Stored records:

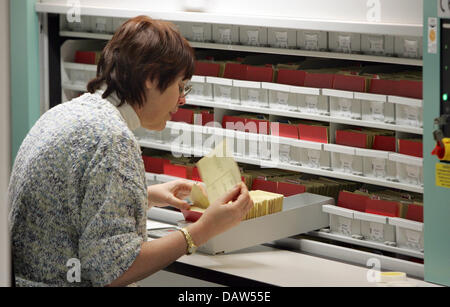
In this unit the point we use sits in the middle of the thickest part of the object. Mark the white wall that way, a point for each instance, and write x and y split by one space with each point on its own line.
5 145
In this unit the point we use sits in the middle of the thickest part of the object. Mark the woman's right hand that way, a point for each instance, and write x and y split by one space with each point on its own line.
222 215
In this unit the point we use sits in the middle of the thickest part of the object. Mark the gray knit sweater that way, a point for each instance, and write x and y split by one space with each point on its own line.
78 196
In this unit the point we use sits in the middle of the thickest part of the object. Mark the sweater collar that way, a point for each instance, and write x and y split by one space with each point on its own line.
126 110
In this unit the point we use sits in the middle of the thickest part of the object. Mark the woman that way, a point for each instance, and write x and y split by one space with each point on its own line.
77 190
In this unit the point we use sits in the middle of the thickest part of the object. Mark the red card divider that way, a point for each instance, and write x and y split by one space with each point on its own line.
383 142
291 77
154 165
383 207
319 80
410 148
207 69
259 74
284 130
415 213
264 185
383 87
409 88
85 57
289 189
207 117
313 133
352 201
183 115
351 138
349 83
235 71
175 170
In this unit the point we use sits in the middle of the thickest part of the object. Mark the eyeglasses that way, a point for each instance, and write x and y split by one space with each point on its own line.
184 91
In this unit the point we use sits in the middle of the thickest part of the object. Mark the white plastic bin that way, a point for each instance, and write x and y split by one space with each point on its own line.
381 45
253 36
344 159
376 108
409 234
223 90
311 101
342 221
376 228
343 104
312 40
225 34
282 38
409 168
408 111
252 94
344 42
200 88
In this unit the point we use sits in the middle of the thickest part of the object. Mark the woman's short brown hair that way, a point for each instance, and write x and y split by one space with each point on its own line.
141 49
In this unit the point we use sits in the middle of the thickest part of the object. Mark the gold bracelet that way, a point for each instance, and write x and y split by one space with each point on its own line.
191 247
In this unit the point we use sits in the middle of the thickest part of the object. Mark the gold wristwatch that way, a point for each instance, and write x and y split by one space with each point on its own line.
191 247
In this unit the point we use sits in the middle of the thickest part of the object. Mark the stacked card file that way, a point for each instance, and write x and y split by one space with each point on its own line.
264 203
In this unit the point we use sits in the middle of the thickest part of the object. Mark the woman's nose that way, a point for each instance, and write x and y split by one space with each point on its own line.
181 101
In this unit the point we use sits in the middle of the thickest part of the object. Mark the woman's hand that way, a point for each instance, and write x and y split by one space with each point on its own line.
222 215
171 193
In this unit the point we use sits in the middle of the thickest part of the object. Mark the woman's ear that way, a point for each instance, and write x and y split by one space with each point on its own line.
149 84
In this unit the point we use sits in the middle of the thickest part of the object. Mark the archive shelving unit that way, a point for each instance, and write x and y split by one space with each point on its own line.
60 43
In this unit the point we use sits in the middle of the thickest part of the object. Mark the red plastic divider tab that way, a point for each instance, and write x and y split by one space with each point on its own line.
177 170
85 57
154 165
235 71
313 133
352 201
383 142
288 189
351 138
319 80
183 115
284 130
409 88
207 69
260 74
415 213
410 148
383 87
291 77
349 83
264 185
383 207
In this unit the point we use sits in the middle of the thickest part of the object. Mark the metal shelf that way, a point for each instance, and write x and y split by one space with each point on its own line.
284 166
293 52
243 19
324 118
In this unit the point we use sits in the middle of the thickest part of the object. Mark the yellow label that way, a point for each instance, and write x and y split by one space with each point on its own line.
443 175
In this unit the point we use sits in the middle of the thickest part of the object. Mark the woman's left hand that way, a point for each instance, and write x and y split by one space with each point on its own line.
171 193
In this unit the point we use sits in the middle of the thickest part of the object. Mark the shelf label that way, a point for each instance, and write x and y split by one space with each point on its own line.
198 33
377 110
282 98
314 158
311 42
379 167
443 175
281 39
253 37
432 35
376 231
345 226
225 35
311 103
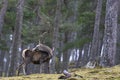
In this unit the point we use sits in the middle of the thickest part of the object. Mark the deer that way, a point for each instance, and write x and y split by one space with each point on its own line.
38 55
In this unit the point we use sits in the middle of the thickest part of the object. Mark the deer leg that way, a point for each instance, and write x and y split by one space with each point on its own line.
26 62
47 64
25 69
18 69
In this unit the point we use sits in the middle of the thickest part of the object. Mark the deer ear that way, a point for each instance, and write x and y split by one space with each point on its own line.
39 42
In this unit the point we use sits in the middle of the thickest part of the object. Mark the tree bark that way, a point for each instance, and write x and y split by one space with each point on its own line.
17 36
94 53
2 14
110 33
56 34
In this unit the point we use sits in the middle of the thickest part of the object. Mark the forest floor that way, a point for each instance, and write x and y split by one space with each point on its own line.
112 73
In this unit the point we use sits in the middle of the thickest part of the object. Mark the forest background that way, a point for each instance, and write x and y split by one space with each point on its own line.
83 33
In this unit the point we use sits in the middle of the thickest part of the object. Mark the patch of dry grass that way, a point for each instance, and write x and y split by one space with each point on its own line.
112 73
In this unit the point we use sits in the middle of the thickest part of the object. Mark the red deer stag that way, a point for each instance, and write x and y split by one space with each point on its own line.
40 54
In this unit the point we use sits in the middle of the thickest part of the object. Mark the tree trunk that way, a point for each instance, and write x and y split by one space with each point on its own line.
117 59
94 53
2 14
79 59
17 36
110 33
56 34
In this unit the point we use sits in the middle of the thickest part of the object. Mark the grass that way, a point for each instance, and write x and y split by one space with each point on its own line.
112 73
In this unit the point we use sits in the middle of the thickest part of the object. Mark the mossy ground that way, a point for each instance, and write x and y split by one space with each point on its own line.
112 73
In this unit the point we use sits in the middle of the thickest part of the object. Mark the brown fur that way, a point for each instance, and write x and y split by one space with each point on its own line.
35 56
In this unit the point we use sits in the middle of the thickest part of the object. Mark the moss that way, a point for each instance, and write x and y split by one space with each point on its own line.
112 73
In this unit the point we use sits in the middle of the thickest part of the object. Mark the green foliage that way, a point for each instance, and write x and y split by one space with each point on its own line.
78 43
76 74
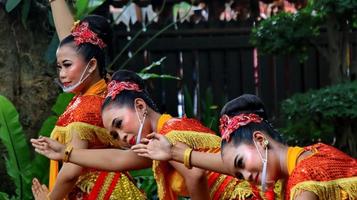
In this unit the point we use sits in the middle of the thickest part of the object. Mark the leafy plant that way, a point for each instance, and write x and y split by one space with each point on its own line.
144 73
18 162
209 112
145 181
294 33
19 165
323 115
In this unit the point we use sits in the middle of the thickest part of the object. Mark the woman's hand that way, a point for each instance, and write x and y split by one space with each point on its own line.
49 148
155 147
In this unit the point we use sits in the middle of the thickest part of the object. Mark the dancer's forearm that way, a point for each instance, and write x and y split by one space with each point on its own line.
62 18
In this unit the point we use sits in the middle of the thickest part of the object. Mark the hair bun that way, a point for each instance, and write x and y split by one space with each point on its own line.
246 103
100 26
129 76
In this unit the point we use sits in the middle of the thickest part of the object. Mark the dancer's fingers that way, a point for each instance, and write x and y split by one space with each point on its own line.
139 146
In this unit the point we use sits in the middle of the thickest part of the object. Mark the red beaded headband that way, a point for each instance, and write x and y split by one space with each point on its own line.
83 34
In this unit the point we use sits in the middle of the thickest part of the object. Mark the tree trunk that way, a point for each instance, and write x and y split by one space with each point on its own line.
25 77
337 35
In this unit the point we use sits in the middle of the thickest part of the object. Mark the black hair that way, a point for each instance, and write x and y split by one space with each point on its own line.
248 103
101 27
127 97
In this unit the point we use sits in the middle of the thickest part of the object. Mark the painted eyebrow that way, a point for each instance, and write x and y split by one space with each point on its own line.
236 161
113 122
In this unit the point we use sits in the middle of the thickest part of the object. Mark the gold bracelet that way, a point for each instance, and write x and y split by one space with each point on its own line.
67 153
187 158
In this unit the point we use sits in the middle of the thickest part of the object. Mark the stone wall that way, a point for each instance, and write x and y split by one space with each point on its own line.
25 77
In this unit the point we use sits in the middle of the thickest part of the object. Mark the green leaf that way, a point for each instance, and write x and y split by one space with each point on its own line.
188 102
93 4
18 159
84 7
11 4
147 76
154 64
4 196
25 12
81 7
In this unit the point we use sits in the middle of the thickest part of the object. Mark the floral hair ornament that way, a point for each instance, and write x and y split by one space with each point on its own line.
115 87
83 34
229 125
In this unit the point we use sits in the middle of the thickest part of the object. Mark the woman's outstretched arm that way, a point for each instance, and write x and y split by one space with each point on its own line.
102 159
159 148
69 173
62 18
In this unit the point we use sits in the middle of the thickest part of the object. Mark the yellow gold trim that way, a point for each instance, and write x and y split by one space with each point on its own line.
106 185
162 120
85 131
216 184
194 139
98 88
187 158
291 157
334 189
67 153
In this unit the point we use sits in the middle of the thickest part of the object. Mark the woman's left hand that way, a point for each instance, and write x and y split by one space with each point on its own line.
155 147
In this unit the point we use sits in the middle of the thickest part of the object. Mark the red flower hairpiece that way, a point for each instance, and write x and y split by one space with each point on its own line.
115 87
83 34
229 125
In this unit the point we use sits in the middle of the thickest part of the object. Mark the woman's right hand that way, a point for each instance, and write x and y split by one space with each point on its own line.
49 148
155 147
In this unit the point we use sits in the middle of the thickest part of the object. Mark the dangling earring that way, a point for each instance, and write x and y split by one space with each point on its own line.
138 138
265 165
264 161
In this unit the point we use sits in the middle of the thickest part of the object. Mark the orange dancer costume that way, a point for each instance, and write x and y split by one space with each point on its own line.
83 117
191 132
328 173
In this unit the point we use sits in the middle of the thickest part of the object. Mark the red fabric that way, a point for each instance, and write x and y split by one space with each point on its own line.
332 164
222 187
85 109
112 185
98 186
229 124
83 34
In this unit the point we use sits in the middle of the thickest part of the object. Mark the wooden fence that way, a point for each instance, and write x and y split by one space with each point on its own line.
218 56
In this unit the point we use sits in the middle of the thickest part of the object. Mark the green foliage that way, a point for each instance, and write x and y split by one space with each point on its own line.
10 5
146 182
209 109
18 162
342 9
286 33
314 115
19 165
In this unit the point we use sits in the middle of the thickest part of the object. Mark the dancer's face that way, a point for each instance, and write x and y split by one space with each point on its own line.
71 66
123 123
243 161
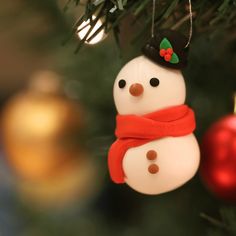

ACTIVITY —
Where the line containing "the dancer's face" appears, begin copying there and continue exactly through the final line of the records; both end lines belong in the copy, pictures do not.

RESULT BELOW —
In this unit the point we use sits in the middle of the thickest part of the object. Mark the dancer's face that way, a point for each instance, and write x and y split by one space with each point on its own line.
71 66
123 123
243 161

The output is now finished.